Among the lines of the records, please find those that contain the word "door" and copy them.
(STUDY MATERIAL Opens)
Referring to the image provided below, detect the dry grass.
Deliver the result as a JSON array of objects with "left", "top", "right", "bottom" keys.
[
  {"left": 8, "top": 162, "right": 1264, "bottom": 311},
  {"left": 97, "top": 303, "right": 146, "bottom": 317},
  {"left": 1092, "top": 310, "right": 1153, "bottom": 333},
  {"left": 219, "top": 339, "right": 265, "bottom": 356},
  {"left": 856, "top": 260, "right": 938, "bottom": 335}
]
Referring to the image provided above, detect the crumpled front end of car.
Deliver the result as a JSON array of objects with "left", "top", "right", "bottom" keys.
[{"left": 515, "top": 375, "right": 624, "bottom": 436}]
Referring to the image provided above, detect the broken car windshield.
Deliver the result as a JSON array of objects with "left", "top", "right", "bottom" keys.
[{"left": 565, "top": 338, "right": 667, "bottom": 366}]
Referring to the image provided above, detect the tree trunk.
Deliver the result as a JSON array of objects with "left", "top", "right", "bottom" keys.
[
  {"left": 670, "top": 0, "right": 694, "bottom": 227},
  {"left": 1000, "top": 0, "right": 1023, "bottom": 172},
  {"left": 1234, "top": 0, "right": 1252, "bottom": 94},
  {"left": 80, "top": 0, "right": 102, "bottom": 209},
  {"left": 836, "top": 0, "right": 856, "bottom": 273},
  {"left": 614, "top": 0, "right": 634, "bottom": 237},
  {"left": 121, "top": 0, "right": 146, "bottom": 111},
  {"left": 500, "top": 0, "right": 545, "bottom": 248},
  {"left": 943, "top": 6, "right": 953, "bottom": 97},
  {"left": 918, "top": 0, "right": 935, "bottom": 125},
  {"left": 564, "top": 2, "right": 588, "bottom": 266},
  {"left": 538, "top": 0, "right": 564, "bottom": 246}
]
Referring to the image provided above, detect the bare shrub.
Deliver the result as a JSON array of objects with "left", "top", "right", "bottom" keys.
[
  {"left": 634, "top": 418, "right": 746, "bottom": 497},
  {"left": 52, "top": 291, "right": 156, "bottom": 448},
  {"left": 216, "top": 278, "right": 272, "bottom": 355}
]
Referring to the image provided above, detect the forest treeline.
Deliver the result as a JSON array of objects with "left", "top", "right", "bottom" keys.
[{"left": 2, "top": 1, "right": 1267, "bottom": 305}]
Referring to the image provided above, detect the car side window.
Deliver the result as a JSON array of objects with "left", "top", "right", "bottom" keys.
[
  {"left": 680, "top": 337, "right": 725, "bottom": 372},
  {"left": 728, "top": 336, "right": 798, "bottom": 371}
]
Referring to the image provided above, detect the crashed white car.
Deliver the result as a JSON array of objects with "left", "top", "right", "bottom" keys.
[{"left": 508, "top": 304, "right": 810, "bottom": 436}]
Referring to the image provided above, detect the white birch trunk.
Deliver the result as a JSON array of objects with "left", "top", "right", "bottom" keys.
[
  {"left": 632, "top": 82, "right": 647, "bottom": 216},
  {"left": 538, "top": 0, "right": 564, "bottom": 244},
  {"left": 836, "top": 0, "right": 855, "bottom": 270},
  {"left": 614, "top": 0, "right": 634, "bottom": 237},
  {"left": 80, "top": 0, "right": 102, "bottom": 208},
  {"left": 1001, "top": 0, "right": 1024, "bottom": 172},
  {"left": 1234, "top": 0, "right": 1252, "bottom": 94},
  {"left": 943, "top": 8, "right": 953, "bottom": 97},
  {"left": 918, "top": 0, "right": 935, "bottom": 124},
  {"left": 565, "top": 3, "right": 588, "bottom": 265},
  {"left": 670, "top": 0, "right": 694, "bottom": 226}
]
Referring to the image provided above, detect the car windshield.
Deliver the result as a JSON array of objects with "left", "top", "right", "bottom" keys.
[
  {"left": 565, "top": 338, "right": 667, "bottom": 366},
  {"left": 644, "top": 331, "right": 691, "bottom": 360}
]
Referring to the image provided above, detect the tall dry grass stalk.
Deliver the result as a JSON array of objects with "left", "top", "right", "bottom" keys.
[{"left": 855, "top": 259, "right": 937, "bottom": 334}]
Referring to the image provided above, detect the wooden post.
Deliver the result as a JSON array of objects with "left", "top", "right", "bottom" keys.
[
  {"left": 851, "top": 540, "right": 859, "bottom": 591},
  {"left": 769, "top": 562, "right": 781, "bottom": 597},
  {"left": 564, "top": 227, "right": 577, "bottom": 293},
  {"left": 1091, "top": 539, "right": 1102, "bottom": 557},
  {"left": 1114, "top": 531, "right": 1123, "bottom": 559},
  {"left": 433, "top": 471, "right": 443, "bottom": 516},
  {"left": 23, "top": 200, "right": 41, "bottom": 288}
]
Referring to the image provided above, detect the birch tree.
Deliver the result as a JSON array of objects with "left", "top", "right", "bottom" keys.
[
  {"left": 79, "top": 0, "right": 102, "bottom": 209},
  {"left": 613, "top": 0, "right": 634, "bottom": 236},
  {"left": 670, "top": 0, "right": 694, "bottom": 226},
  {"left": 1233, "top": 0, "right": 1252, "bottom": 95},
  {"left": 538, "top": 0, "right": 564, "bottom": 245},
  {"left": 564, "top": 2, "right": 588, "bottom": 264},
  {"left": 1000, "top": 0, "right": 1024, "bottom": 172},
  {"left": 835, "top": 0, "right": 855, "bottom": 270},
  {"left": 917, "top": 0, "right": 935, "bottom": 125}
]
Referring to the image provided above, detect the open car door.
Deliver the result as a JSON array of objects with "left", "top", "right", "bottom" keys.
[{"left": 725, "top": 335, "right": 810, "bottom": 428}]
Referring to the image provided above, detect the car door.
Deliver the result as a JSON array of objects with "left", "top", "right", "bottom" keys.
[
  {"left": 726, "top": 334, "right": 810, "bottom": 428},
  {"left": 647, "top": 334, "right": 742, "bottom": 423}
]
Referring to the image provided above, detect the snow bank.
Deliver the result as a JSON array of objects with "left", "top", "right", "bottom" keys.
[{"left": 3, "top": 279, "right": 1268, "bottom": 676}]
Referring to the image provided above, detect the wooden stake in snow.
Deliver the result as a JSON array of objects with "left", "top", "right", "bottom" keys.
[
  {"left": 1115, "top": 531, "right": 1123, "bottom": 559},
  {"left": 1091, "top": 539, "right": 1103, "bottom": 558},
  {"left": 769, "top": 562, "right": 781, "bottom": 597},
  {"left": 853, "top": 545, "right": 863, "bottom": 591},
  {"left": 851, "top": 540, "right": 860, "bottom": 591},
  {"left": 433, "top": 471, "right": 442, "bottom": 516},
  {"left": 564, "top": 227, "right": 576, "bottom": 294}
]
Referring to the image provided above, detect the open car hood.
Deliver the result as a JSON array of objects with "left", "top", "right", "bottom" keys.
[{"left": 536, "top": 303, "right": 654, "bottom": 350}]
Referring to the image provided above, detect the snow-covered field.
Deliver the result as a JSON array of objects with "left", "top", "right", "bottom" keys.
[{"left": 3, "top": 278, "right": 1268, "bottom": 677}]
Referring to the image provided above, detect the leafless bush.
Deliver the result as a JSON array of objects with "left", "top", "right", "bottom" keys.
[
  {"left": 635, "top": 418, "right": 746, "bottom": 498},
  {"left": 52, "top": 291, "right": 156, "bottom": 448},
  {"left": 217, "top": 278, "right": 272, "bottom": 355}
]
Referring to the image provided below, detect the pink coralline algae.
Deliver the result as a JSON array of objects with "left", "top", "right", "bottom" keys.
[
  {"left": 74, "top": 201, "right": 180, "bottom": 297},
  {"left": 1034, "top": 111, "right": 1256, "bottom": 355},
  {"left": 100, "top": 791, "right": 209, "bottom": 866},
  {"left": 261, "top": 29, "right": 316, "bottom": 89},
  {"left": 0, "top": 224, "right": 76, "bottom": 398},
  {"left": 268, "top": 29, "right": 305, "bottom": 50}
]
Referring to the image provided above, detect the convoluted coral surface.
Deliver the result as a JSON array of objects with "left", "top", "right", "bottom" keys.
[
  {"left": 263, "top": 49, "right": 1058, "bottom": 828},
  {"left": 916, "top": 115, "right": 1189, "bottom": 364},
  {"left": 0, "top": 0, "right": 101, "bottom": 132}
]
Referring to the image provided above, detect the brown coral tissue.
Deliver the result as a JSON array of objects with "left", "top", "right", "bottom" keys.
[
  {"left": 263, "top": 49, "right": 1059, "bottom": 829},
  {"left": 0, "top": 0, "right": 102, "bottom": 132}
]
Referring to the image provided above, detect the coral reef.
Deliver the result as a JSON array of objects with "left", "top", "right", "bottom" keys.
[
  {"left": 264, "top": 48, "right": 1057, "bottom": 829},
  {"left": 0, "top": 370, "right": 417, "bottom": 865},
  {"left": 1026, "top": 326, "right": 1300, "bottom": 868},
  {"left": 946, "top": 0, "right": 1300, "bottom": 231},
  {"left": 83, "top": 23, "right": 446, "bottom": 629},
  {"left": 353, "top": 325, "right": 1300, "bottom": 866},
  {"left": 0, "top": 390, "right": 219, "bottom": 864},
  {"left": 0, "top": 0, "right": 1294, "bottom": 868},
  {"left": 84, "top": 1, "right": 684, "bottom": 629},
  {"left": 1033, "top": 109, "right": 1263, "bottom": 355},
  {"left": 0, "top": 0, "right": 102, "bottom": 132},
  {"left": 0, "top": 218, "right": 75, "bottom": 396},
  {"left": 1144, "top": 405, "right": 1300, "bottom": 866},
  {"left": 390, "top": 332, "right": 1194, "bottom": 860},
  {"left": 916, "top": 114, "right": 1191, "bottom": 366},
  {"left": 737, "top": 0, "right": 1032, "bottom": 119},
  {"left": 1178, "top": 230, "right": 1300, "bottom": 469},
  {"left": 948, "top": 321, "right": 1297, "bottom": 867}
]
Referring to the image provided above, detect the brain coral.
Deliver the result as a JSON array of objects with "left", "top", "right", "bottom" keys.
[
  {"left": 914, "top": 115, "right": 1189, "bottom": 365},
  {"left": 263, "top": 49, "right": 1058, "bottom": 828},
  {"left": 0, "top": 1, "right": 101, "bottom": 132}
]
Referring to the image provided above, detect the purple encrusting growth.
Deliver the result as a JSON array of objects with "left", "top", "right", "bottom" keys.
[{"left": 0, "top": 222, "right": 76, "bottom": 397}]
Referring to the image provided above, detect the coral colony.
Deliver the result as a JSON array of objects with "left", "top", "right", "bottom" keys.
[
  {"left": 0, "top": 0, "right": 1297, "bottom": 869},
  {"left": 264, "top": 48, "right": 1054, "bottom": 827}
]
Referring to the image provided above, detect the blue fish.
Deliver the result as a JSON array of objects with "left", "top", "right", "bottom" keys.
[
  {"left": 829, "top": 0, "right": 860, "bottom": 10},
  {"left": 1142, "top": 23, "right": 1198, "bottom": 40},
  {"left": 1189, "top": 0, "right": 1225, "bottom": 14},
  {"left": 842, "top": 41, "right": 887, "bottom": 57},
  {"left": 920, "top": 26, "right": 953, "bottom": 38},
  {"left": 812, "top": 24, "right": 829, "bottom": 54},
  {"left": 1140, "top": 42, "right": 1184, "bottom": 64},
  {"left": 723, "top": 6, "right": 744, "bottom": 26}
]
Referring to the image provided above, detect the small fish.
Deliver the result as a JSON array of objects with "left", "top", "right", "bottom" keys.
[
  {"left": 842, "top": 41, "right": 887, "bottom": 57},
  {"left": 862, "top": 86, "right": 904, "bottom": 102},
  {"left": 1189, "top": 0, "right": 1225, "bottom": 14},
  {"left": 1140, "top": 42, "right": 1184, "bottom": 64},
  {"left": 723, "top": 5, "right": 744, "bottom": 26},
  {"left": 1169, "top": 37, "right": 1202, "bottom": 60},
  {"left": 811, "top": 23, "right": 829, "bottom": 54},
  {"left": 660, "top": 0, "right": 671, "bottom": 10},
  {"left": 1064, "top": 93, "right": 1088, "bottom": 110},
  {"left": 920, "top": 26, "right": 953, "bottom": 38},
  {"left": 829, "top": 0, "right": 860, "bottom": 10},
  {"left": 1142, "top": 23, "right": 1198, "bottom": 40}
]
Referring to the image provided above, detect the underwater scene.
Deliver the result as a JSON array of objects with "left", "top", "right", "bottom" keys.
(STUDY MATERIAL Closes)
# [WRITTEN ANSWER]
Referring to the image provided above, detect the open car door.
Referring to the image provided above, detect the car door.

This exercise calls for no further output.